- **Reading text**
•••
The many mountain lakes and rivers in Kimberley and the surrounding area provide excellent fishing for many different species of fish.
As the Tourism Kimberley website states, “the St. Mary River is a classic freestone stream which flows gently for some 80 kilometres before joining the Kootenay River. Anglers consider it to be one of the finest dry fly-fisheries for rainbow, cutthroat and bull trout in North America.”
As of June 15, streams in region four (Kootenays) will open up for anglers after the annual two and a half month spawning period.
Senior Fish Biologist for the Fish and Wildlife Branch of the Ministry of Forests, Lands and Natural Resources, Jeff Burrows explained that it is important to close the river during the spawning period because unmolested trout spawners will reproduce more successfuly, providing for future conservation and future fisheries, as well as the fact that anglers will not inadvertenly walk on and crush buried, developing eggs in the gravel.
When fishing in B.C., anglers must follow various regulations. Burrows explained that, “regulations can vary [so] check and know the provincial regional and often additional special regulations for your intended waterbody, and in season changes on the web too.”
•••
- **Study material**

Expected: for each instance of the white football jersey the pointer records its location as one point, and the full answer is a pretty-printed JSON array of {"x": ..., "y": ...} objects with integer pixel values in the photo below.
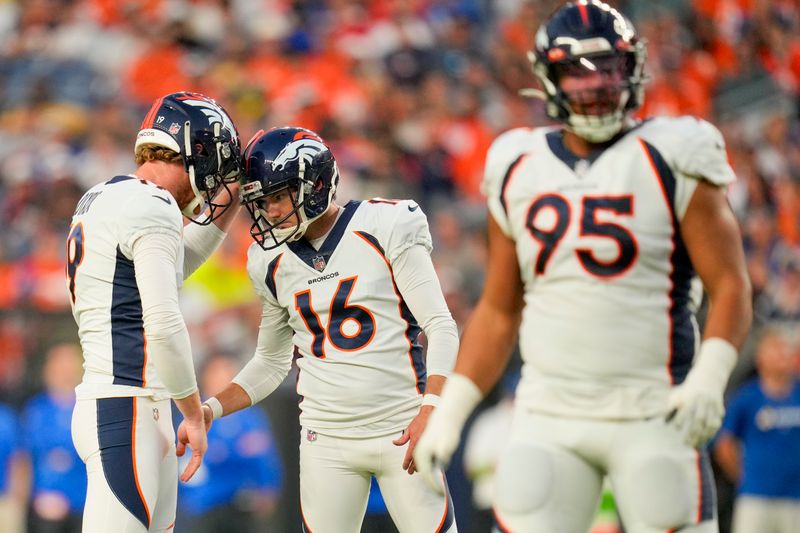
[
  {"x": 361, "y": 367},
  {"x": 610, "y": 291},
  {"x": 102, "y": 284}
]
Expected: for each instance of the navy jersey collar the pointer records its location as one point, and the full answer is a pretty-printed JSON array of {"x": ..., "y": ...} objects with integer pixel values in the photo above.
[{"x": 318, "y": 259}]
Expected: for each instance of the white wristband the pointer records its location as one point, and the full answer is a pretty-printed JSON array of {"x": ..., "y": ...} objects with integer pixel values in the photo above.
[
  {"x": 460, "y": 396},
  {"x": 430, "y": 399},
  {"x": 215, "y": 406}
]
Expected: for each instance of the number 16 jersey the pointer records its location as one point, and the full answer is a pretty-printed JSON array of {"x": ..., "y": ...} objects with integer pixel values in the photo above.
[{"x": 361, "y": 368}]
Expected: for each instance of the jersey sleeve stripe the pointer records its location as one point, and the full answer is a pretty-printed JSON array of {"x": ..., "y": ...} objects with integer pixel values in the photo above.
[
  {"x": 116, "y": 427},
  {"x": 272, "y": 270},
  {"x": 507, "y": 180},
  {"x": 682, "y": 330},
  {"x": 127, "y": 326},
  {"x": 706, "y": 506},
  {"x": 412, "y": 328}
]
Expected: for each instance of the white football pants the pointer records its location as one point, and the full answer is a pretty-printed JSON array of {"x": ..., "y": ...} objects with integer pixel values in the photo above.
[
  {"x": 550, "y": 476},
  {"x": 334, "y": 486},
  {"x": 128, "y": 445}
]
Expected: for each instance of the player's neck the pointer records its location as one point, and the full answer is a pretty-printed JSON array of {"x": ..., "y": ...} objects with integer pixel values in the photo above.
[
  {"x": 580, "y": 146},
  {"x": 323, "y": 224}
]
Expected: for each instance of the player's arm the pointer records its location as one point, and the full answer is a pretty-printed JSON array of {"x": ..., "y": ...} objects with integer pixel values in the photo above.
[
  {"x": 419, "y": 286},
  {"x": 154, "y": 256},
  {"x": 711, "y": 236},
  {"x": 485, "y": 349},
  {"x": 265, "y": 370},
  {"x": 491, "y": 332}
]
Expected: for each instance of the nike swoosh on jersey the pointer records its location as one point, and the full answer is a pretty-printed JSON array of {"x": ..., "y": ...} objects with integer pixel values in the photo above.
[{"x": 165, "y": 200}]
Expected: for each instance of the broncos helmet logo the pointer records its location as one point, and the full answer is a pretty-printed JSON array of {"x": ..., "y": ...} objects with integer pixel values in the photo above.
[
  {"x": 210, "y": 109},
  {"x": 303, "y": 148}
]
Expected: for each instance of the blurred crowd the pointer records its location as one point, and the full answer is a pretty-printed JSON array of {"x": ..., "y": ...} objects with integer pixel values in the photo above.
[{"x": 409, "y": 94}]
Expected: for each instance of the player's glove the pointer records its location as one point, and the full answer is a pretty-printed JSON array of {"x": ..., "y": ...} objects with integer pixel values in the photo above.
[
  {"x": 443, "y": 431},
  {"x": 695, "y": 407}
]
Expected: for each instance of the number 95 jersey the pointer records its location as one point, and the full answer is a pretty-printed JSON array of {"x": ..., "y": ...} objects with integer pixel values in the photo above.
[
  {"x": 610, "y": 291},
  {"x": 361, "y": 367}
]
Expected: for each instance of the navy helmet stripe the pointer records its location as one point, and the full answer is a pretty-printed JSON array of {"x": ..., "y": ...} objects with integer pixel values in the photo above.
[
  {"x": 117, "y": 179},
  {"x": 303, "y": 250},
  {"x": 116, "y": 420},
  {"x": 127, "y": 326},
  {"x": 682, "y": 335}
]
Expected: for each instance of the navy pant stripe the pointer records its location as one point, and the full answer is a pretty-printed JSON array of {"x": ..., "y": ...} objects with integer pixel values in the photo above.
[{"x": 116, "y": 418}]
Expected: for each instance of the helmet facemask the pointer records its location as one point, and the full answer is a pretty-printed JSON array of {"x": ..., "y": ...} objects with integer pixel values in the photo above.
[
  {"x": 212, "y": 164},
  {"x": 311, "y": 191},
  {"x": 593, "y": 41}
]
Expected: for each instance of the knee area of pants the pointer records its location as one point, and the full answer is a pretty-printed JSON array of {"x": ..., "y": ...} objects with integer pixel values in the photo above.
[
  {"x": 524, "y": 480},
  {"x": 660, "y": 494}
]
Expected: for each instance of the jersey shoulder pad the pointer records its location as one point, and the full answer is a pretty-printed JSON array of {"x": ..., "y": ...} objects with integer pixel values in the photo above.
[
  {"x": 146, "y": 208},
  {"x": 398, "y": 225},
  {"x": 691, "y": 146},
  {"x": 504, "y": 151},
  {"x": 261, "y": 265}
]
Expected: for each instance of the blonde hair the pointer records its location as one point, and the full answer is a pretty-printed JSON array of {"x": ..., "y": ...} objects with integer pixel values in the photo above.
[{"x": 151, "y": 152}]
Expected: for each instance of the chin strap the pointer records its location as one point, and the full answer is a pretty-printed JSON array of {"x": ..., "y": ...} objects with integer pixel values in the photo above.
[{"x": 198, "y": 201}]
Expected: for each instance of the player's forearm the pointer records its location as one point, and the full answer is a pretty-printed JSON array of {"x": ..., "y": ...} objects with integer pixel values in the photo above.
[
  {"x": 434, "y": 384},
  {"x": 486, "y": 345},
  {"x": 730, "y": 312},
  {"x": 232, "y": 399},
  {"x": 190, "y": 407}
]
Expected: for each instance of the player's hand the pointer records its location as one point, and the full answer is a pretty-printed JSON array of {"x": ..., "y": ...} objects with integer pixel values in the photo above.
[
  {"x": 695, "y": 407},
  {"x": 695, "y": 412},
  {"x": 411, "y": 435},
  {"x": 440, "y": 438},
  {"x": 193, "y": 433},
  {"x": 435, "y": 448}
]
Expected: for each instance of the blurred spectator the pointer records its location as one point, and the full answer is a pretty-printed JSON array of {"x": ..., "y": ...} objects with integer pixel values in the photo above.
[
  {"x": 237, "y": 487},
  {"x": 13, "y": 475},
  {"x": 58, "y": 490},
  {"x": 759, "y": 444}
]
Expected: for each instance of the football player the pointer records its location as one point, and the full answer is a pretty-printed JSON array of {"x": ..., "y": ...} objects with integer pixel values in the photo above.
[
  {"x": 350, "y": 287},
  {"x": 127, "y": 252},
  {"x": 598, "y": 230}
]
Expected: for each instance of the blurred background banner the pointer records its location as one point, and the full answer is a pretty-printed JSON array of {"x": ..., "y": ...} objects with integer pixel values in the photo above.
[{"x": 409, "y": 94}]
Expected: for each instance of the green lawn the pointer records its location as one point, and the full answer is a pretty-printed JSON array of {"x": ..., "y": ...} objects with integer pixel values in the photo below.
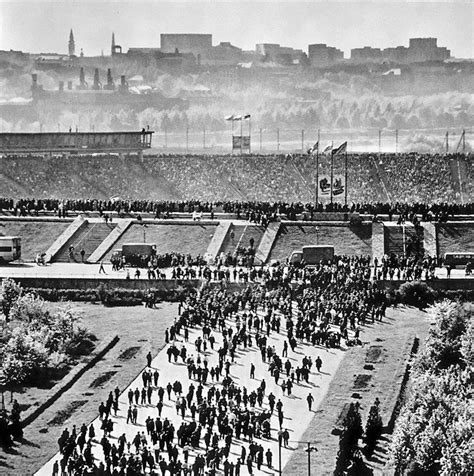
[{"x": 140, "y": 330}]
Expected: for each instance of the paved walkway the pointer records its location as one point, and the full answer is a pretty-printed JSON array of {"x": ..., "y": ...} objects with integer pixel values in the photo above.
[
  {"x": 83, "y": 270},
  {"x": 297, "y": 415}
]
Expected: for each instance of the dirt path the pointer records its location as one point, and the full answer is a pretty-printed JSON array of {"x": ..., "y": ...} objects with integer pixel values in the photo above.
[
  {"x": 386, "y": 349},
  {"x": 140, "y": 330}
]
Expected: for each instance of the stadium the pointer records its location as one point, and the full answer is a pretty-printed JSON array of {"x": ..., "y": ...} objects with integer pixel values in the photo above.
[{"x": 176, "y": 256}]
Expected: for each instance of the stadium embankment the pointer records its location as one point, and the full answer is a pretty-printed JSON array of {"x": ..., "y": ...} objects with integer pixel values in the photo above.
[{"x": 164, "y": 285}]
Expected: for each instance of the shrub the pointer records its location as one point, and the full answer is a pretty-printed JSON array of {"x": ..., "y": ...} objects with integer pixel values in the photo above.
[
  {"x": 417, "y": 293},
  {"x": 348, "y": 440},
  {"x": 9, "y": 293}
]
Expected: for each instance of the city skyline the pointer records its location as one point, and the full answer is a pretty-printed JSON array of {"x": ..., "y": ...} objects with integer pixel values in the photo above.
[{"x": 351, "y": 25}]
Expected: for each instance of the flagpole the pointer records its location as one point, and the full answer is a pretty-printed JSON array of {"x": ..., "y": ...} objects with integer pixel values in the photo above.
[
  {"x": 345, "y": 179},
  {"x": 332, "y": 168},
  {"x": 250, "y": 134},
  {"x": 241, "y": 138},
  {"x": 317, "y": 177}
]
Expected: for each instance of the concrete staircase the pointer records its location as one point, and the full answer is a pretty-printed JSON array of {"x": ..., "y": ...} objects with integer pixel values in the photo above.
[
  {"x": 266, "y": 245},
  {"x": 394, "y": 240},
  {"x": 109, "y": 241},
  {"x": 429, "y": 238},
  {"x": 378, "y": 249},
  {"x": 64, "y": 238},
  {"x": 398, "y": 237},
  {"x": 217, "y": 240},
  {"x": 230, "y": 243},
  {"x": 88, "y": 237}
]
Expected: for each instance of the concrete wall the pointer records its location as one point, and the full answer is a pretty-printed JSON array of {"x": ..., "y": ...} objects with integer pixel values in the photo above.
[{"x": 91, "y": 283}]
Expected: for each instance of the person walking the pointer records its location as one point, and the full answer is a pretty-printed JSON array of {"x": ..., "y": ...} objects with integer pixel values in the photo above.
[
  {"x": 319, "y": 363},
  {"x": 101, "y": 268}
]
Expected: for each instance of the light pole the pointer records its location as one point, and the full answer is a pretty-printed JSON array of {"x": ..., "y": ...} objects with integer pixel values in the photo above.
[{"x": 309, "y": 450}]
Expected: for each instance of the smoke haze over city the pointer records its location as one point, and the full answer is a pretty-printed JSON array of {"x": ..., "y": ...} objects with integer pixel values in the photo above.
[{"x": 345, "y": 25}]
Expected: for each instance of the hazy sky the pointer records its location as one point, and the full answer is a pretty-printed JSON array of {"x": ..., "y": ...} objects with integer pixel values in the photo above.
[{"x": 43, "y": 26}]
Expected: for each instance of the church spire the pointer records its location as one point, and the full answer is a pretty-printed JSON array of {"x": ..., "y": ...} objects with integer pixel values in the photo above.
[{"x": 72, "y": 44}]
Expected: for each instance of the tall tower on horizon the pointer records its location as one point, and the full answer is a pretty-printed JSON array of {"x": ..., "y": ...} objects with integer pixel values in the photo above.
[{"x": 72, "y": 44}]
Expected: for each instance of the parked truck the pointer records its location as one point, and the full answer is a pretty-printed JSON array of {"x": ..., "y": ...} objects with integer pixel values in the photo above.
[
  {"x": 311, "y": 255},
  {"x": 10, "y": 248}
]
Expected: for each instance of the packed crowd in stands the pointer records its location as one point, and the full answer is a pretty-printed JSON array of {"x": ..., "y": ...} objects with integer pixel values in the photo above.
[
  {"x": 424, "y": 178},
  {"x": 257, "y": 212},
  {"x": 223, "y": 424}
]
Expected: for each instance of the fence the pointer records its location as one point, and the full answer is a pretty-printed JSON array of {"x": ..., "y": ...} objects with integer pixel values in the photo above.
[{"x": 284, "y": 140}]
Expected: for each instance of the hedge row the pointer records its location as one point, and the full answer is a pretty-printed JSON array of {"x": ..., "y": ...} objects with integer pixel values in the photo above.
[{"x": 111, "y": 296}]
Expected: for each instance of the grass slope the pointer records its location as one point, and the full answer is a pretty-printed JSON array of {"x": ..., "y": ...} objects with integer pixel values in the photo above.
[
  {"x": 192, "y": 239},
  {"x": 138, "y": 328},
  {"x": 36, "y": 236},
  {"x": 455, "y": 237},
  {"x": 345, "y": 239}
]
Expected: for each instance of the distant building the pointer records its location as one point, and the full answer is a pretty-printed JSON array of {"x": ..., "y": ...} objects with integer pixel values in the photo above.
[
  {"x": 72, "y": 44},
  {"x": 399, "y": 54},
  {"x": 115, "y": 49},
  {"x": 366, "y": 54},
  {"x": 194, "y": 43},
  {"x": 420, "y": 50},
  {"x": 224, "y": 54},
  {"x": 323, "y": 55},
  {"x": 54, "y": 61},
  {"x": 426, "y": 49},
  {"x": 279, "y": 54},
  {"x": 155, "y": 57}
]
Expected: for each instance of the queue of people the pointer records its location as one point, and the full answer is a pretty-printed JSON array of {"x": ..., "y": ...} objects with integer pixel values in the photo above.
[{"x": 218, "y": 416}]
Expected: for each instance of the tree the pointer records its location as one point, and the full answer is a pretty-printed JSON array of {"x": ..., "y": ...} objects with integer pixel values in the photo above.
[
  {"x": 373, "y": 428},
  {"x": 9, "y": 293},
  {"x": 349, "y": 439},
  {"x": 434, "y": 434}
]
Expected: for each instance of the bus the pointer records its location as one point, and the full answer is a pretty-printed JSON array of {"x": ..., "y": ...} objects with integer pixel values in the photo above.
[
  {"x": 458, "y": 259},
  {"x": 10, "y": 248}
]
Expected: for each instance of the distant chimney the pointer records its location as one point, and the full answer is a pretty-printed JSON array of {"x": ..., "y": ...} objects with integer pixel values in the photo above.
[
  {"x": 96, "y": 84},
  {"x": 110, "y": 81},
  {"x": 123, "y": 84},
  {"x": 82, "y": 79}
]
•••
- **Instructions to follow**
Copy the passage on fishing around Kimberley above word for word, from "As of June 15, streams" to "in the gravel.".

- **Task response**
As of June 15, streams in region four (Kootenays) will open up for anglers after the annual two and a half month spawning period.
Senior Fish Biologist for the Fish and Wildlife Branch of the Ministry of Forests, Lands and Natural Resources, Jeff Burrows explained that it is important to close the river during the spawning period because unmolested trout spawners will reproduce more successfuly, providing for future conservation and future fisheries, as well as the fact that anglers will not inadvertenly walk on and crush buried, developing eggs in the gravel.